__The request__. Reproduce each line exactly.
#####
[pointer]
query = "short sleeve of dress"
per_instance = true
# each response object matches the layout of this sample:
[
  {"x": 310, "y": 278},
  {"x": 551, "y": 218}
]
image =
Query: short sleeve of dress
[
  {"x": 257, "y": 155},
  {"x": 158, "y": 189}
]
#####
__Result of this task__.
[pointer]
query = "short sleeve of dress"
per_instance = true
# each response object matches the layout of this sample:
[
  {"x": 310, "y": 278},
  {"x": 551, "y": 218}
]
image =
Query: short sleeve of dress
[
  {"x": 257, "y": 155},
  {"x": 158, "y": 189}
]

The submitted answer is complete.